### ASSIGNMENT:
Copy the records below in full and leave every image out of the copy.

***** MATERIAL PROVIDED

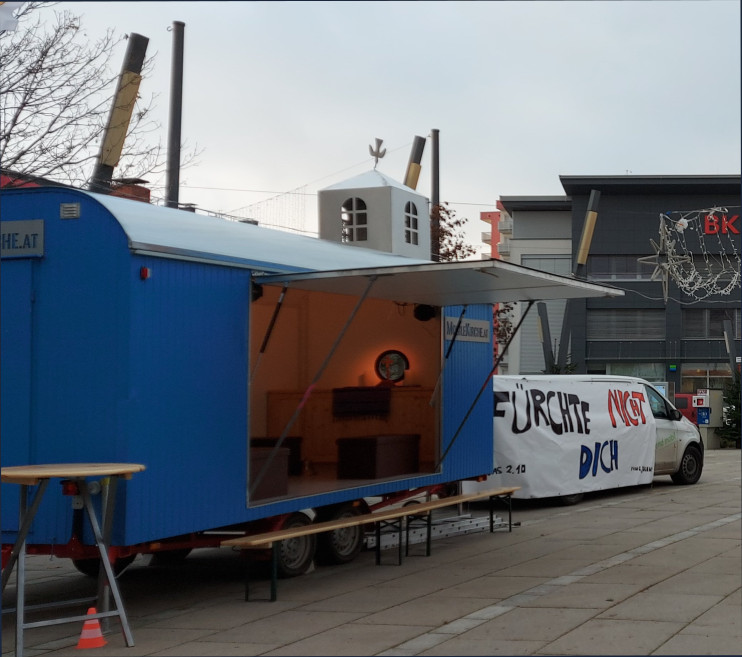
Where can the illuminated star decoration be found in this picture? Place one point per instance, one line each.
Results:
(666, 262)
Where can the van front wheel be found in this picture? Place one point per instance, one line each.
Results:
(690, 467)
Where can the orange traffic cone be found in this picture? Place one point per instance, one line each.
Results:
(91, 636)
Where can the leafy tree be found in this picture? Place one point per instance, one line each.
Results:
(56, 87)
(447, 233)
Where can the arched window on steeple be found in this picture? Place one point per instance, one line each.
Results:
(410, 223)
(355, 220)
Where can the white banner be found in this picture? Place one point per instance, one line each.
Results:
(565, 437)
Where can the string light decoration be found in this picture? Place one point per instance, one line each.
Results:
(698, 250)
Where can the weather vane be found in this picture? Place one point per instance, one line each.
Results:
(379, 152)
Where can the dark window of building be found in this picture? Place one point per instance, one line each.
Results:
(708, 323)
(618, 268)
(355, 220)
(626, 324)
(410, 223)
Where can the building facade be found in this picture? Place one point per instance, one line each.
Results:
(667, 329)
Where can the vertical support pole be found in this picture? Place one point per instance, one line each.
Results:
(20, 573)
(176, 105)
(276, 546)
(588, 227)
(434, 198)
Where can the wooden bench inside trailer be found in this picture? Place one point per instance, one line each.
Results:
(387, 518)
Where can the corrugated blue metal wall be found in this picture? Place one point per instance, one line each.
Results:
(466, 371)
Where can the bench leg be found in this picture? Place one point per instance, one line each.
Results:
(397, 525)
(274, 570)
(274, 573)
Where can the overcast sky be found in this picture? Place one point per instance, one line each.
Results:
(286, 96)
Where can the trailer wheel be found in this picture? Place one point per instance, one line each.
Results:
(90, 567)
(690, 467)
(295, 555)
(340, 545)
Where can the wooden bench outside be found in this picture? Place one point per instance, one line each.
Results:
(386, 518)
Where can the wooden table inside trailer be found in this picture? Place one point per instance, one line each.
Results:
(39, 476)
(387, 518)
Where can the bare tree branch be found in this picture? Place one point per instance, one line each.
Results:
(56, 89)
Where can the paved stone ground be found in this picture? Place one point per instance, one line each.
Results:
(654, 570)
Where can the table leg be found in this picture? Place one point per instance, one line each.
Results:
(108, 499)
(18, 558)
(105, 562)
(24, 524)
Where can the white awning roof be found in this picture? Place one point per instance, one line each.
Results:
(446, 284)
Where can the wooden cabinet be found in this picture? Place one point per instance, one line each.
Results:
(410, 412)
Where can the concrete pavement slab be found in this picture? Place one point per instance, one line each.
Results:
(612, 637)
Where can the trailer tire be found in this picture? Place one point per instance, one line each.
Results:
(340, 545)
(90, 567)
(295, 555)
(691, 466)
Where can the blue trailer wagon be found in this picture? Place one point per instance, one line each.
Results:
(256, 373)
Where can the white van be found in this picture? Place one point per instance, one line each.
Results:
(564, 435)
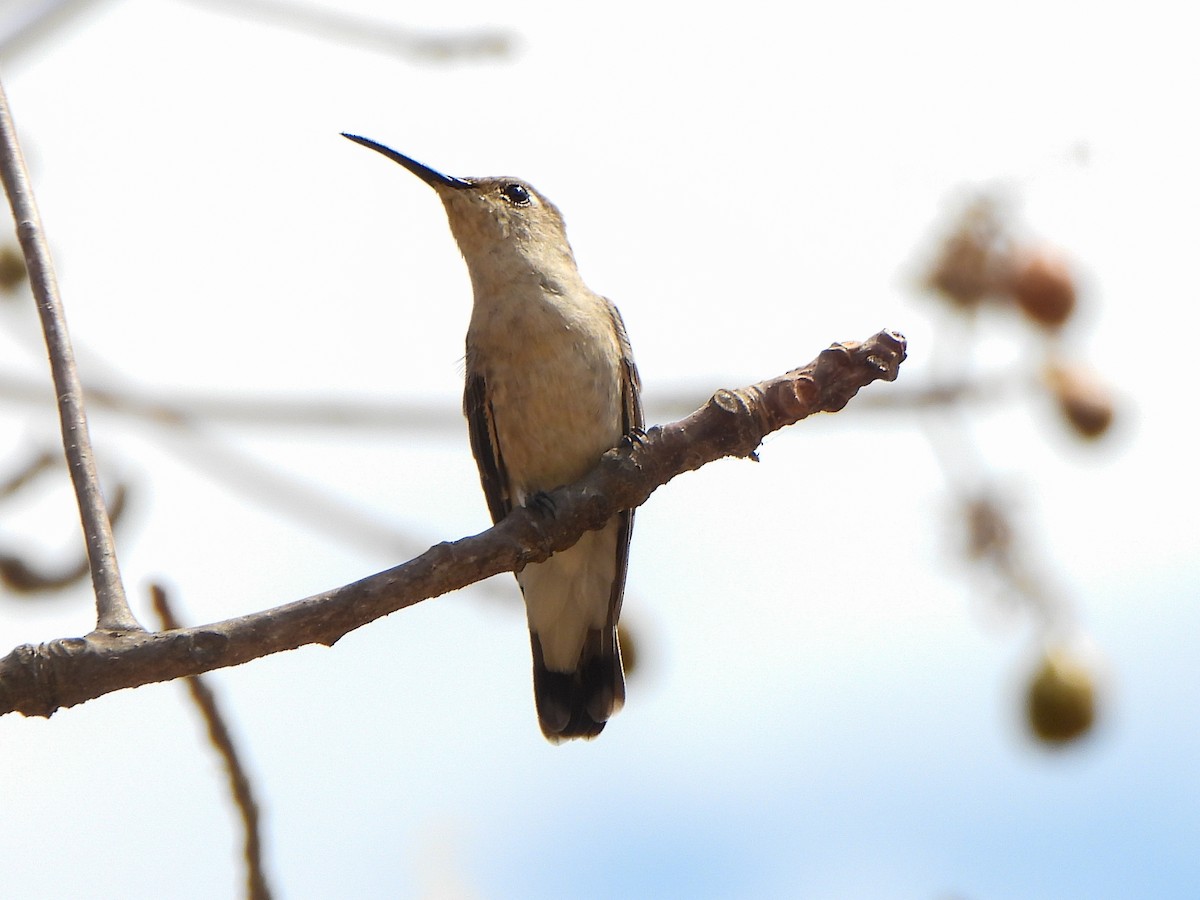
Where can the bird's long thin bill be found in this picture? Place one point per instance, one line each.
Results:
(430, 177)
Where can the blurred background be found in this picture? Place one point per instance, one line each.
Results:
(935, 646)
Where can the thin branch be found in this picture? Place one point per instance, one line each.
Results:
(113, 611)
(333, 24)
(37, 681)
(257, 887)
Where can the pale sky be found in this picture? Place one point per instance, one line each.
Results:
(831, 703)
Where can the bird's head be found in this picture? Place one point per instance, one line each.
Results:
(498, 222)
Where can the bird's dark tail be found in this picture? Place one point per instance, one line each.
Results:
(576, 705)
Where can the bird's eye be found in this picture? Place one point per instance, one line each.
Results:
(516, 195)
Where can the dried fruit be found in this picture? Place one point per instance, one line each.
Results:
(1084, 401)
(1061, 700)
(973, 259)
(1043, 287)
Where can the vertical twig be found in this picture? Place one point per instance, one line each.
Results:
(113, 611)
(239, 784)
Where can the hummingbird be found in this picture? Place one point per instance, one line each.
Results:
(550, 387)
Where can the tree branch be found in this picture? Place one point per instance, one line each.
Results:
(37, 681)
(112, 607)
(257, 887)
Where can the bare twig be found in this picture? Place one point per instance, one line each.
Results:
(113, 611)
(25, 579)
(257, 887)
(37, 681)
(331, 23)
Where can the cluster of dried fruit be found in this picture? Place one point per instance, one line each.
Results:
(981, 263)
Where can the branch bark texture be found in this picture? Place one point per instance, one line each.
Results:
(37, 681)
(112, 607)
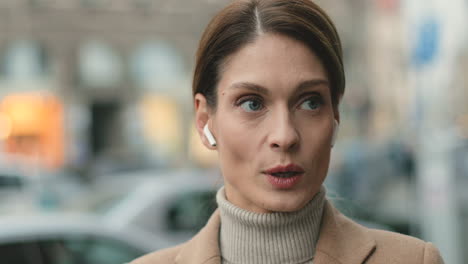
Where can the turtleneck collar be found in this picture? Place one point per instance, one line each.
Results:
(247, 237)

**********

### RESPONSE TO THIS TASK:
Where can the illuminated star decoration be found in this picture? Place one point per instance, one line each.
Results:
(666, 262)
Where can the van front wheel be found in this picture? Place one point per instance, one line each.
Results:
(690, 467)
Where can the orange traffic cone be found in this picture? Place one point per instance, one line each.
Results:
(91, 636)
Where can the leafy tree be found in this picture? Place one point per instance, one line each.
Results:
(56, 87)
(447, 233)
Where can the arched window on steeple be found in this picture? Place one point per instance, one line each.
Results:
(410, 223)
(355, 220)
Where can the white banner be found in this picture? Place one point per instance, one line each.
Results:
(565, 437)
Where can the string light decoration be found in this picture? Place one point per instance, one line each.
Results:
(698, 250)
Where can the weather vane be found in this picture? Place one point per instance, one line each.
Results:
(379, 152)
Where can the dark window of building be found in this picture? Place one point per instance, one line each.
Results:
(708, 323)
(618, 268)
(355, 220)
(626, 324)
(410, 223)
Where can the building facade be found in this picture? Place one point per instance, one line each.
Results:
(667, 329)
Where can the vertical support pole be found in this picture? Place one point per instance, one line each.
Results:
(20, 573)
(176, 105)
(276, 546)
(588, 227)
(434, 198)
Where can the wooden bench inside trailer be found in this picture? Place one point per instance, one line each.
Results:
(387, 518)
Where can the corrugated blue metal wall be found in this picture? Place one point per instance, one line each.
Results:
(466, 371)
Where can the bench leg be found in this picture? Place one point per instance, one line each.
Results:
(397, 525)
(274, 570)
(274, 573)
Where can the overcast sky be found in this picture? Place one point per instance, one line each.
Results:
(286, 96)
Where can the trailer wheel be found in this picture? Place one point per instance, one line each.
Results:
(90, 567)
(690, 467)
(295, 555)
(340, 545)
Where can the wooden bench outside be found in this picture? Place one point per instance, one line each.
Results:
(386, 518)
Where can the wooden table inside trailer be found in this picture? Place one point per instance, one line each.
Results:
(39, 476)
(387, 518)
Where can the bare tree branch be found in this picture? Place one point per instance, one line each.
Results:
(56, 89)
Where can the paved stone ground be found in this picture? Place one point per instance, one line each.
Results:
(654, 570)
Where can the table leg be found in this picture? Place one point per instance, one line each.
Results:
(108, 499)
(18, 558)
(105, 562)
(24, 524)
Where can the white awning roof be found in this picture? Place one point per instance, one line each.
Results:
(446, 284)
Where can the wooden cabinet be found in this picture? Place one point per instance, one line each.
Results:
(410, 412)
Where can the concrete pavement slab be found in this picture? Place one point per instance, one line each.
Results:
(612, 637)
Where can the trailer tire be found in this picture? Place one point per instance, one line each.
Results:
(340, 545)
(90, 567)
(295, 555)
(691, 466)
Where can the blue trailer wagon be found in this picture? Place one point per instance, one line each.
Results:
(256, 373)
Where can the white van be found in this picture? Place one point per instance, one line each.
Results:
(564, 435)
Where can the bird's long thin bill be found in this picture? Place one point per instance, one line each.
Results:
(430, 177)
Where can the blurred background be found in this picture? Place one point per instance, one line each.
Results:
(935, 646)
Where can the thin branch be found in this picture? Place one point per instance, one line each.
Results:
(113, 611)
(333, 24)
(37, 681)
(257, 887)
Where can the pale sky be found in this picture? Place one point per instance, one line each.
Results:
(831, 703)
Where can the bird's head be found in this picture? Place one point per instance, one line each.
Results:
(498, 222)
Where can the bird's dark tail be found in this picture? Place one point per instance, one line each.
Results:
(576, 705)
Where can the bird's eye be found in this picture? Place one point per instance, one line each.
Results:
(516, 195)
Where can the dried fruit be found in this picture? Place one point per instance, one line each.
Results:
(1084, 401)
(1061, 700)
(973, 259)
(1043, 287)
Where can the vertical twig be found in this picture? Place one point per instance, one line each.
Results:
(113, 611)
(239, 784)
Where can the hummingbird be found in this picture? Place one point per instance, one line each.
Results:
(550, 387)
Where can the tree branch be found in this picture? Place one point per instance, one line each.
Results:
(37, 681)
(112, 607)
(257, 887)
Where can the bare twig be found in this picture? Place one point per instance, one line each.
Results:
(113, 611)
(25, 579)
(257, 887)
(37, 681)
(331, 23)
Where can the cluster of dried fruit be found in this picture? Place one point per instance, one line each.
Results:
(981, 263)
Where can the branch bark texture be found in this picture? Place one point per instance, one line each.
Results:
(37, 681)
(112, 607)
Where can the turtleneck collar be found in this picture? Place one point per instance, one line each.
Results:
(247, 237)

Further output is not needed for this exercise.